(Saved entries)

= Beginning of Section =

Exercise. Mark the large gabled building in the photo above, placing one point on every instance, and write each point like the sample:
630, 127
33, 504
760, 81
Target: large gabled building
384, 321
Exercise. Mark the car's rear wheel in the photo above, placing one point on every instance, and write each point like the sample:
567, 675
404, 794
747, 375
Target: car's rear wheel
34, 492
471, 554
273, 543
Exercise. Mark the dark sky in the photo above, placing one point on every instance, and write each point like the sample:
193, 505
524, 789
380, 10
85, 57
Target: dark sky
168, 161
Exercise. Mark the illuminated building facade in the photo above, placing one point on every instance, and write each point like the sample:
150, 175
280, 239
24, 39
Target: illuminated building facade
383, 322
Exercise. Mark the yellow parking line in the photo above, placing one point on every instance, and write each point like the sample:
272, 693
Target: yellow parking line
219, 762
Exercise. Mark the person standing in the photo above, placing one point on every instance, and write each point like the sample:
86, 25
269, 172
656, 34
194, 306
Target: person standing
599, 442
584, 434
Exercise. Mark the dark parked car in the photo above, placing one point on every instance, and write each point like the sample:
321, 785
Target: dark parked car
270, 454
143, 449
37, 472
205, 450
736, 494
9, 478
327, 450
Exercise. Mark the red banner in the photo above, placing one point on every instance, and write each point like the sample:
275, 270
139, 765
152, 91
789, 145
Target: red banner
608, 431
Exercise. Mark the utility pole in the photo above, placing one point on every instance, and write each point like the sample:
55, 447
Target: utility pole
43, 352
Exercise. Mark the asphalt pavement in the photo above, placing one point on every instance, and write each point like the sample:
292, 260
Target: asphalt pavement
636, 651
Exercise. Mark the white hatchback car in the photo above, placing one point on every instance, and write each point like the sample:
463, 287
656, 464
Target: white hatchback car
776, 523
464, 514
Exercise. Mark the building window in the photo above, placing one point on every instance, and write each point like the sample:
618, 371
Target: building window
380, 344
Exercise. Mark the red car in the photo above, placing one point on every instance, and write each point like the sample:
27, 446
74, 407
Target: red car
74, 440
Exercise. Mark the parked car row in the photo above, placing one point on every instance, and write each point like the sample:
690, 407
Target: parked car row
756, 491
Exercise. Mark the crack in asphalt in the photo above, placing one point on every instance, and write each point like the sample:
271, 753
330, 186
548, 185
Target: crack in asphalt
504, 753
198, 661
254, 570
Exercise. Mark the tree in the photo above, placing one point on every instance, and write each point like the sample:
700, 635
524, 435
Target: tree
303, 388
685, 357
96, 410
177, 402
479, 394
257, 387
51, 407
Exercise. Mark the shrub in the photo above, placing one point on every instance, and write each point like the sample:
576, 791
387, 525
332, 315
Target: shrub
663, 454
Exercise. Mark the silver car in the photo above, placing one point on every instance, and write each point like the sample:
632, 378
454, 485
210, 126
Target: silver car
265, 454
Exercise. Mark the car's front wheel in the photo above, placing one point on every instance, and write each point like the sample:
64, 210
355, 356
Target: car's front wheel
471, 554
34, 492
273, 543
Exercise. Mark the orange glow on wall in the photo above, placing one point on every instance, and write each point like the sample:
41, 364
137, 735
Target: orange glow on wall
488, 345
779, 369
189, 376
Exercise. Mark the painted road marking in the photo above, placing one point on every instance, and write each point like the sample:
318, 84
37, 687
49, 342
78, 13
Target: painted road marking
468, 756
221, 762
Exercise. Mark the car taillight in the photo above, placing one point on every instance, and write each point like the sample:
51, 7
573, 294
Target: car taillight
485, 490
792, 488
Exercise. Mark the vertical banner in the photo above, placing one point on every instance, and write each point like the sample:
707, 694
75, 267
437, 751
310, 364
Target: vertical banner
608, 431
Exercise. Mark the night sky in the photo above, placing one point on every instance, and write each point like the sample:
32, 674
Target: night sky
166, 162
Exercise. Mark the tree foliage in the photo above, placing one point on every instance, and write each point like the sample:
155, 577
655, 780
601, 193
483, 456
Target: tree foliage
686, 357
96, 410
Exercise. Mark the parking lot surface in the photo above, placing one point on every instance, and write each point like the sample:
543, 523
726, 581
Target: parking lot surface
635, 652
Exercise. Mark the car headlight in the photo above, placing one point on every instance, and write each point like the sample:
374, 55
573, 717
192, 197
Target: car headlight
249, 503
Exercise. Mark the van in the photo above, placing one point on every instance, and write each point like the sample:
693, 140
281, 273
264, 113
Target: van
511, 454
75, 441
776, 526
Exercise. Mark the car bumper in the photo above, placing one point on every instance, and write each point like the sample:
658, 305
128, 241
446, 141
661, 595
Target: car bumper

= End of Section =

What you should do -> In the records above, find each line that mentions the word "bumper", and copy it.

Exercise solution ->
Exercise. Mark the car bumper in the photo above, placing one point on every instance, and write each point like the sample:
Target: car bumper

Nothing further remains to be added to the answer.